Set problem:
Reproduce the data below verbatim, line for line, omitting the picture from your reproduction.

Listing:

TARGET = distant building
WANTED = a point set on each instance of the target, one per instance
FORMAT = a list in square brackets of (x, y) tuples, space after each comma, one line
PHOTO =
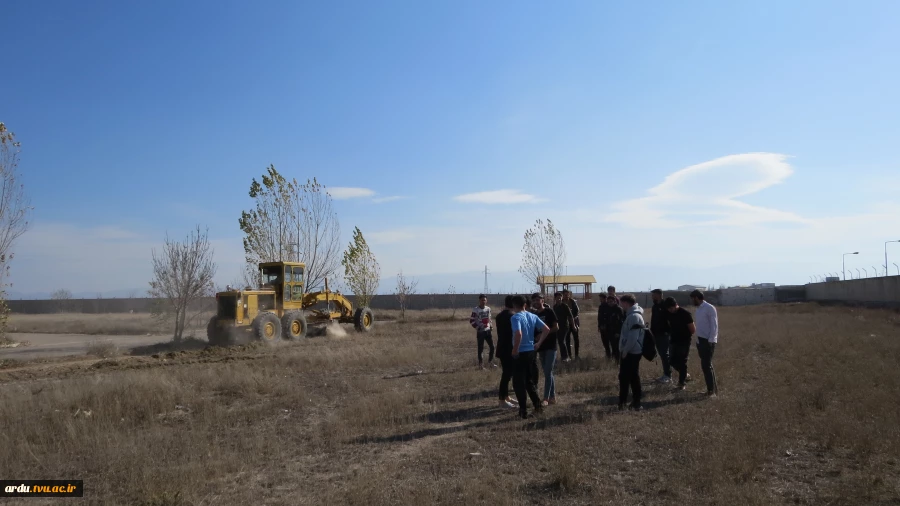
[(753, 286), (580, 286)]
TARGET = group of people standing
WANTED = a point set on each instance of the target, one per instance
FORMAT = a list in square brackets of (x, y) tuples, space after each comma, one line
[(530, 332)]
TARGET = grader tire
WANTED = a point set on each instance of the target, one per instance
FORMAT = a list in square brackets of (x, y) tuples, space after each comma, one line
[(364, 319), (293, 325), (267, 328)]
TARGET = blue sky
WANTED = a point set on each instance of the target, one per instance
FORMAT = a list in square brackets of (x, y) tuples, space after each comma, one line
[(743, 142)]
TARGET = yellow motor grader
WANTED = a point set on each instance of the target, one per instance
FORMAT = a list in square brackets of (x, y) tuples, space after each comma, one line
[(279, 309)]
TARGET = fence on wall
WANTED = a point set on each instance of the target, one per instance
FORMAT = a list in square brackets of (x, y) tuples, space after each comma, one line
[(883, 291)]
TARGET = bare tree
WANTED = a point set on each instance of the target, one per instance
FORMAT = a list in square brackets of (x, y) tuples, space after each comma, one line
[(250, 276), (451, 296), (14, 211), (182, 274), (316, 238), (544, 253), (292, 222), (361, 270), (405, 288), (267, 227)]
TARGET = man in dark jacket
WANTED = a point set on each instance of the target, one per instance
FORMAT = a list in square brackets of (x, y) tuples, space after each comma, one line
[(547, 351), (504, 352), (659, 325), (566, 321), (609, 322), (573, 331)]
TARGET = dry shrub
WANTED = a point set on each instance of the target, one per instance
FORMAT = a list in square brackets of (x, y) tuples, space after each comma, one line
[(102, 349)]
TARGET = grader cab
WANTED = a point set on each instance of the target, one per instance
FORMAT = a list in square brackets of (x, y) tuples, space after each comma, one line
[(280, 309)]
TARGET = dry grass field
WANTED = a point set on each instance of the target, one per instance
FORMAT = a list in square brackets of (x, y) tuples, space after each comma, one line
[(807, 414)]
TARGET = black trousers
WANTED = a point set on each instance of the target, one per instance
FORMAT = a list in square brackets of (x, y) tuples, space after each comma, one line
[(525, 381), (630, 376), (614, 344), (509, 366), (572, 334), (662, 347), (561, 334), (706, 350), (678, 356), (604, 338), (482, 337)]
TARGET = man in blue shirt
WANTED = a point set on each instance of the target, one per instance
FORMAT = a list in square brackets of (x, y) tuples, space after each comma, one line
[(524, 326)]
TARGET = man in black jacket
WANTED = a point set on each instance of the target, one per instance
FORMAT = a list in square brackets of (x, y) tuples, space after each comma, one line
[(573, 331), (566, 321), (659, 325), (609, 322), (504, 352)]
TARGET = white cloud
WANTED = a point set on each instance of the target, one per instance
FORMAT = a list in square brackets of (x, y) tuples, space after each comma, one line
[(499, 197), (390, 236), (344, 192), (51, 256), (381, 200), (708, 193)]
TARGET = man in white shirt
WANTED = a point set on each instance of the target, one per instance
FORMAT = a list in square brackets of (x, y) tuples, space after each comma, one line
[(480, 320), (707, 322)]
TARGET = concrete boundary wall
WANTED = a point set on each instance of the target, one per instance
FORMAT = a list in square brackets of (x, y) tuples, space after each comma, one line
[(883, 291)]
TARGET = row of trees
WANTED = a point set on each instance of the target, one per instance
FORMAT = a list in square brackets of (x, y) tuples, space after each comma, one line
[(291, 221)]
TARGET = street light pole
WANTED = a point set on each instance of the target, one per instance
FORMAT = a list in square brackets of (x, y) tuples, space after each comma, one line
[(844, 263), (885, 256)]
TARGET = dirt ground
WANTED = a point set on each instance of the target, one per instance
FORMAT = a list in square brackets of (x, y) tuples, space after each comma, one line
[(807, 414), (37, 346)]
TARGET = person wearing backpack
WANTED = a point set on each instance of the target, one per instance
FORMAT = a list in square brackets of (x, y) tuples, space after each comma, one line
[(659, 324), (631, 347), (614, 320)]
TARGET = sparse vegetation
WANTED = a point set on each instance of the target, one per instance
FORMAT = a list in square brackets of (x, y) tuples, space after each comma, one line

Task response:
TARGET = distant building
WANTED = a point set on each instance of the target, one per instance
FORMAT = a list in square brackets of (x, y) tuples, space after each comma, one line
PHOTO =
[(753, 286), (580, 286)]
TARGET = group of people standing
WANTED = a point set on each instance of the target, one per instance
FORMAT = a list in square brackets of (x, y) tuples, space after each comma, one line
[(530, 332)]
TARGET = grader tire
WANTED = a point set on each instance of the target, one per instance
FORMAT = a list in square brackets of (x, y) tuples, space after each comma, one line
[(364, 319), (293, 325), (267, 328)]
TARGET = blue sky
WANTED = a point set on each instance of the target, one per instance
FORMAT = a list in square brackets of (x, y) tuples, space after each comma, one line
[(743, 142)]
TARGET = yellow motor grader
WANTED = a point set on each instance of the target, one per instance
FORMAT = a list in square brackets of (x, y) tuples, space after each comma, one line
[(279, 309)]
TARGET = fence on wall
WANTED = a point set on each instance of the target, one per instance
FORMAT = a list in square brackets of (x, y) tuples, space after each comma, one line
[(883, 291)]
TARGET = bare tree
WANTED = a point set on each instance of the target, one per instance
FORMAT = a list in square brackets of (x, y) tuples, space after each comma, one line
[(250, 276), (451, 296), (14, 211), (182, 274), (316, 238), (544, 253), (292, 222), (361, 270), (405, 288), (267, 227)]
TARGET = man in dark jacket
WANTED = a point set on each instance of the target, one per instance
FORMAT = a list in square brackets of (x, y) tuples, space after each comma, one line
[(547, 351), (504, 352), (659, 325), (566, 321), (609, 322), (573, 331)]
TARGET = dry shrub
WANTED = a point set on each instance of the target, one per instance
FORMAT = a list in square brackets of (x, y) tuples, space after each comma, one line
[(102, 349)]
TARGET = grader cab
WANTED = a point set on each instance of the target, one per instance
FORMAT = a list in square brackets of (x, y) tuples, space after each comma, one line
[(280, 309)]
TARGET = dry grass field
WANTED = a point set on each instance of the target, one per instance
FORMAT = a list in square brackets of (x, y) tuples, space after each comma, one line
[(807, 414)]
TARGET = black trousers
WANTED = a point set on each instance of the target, one per instance
FORMAT = a list in square brackets of (x, y) tuples, space after each comma, one line
[(525, 381), (630, 376), (614, 344), (509, 366), (572, 334), (662, 347), (561, 334), (706, 350), (678, 356), (604, 338), (482, 337)]
TARGET = man in blue shirt
WANTED = a point set on each instance of the target, one per instance
FORMAT = a list in square brackets of (x, y) tuples, space after each comma, one line
[(524, 326)]
TARGET = man in black jacket
WANTED = a point set on each instance of the target, one per instance
FORMAT = a list in square brackets of (x, y) tuples, space after each comma, one line
[(573, 331), (566, 321), (659, 325), (609, 322), (504, 352)]
TARGET = white cloud
WANTED = a point set on each instance of the target, one per instance
FORMAT = a list in square brackets of (x, y) tuples, space after each comma, one line
[(499, 197), (390, 236), (344, 192), (51, 256), (381, 200), (708, 193)]
TARGET = man in white shirt
WANTED = a point set on each instance of the target, one per instance
FORMAT = a list in square brackets of (x, y) tuples, space after each comma, one line
[(480, 320), (707, 322)]
TARGET = concrete boundary wall
WANTED = a point set on each instance of the target, one per instance
FORMAT = a list in square brackets of (x, y) tuples, space after each comma, one line
[(883, 291)]
TARGET = row of trees
WANTED = a point set on each instance of the target, one per instance
FORMAT = a list in square brackets of (x, y) tuples, space after each comma, one line
[(291, 221)]
TARGET = street light pole
WANTED = a point set on each instance of the target, one per instance
FORMAT = a list in square brackets of (x, y) tuples, space after each comma, one line
[(844, 263), (885, 256)]
TARGET = dirt ground
WANTED = a point set on each instance of the target, one per instance
FORMAT = a list in square brackets of (x, y) tuples, space after each comma, one line
[(807, 414), (37, 346)]
TARGET = person wearing backpack
WANTED = a point set on each instance of the target, one per instance
FORMAT = a list in square brackets of (x, y) tuples, space after each comma, one line
[(659, 324), (631, 347), (614, 320)]
TARGET = sparse vegetation
WANTED = a point set on each instance of the target, one per instance
FORMAT = a list in square brackets of (x, y) tuples, space after each comma, one line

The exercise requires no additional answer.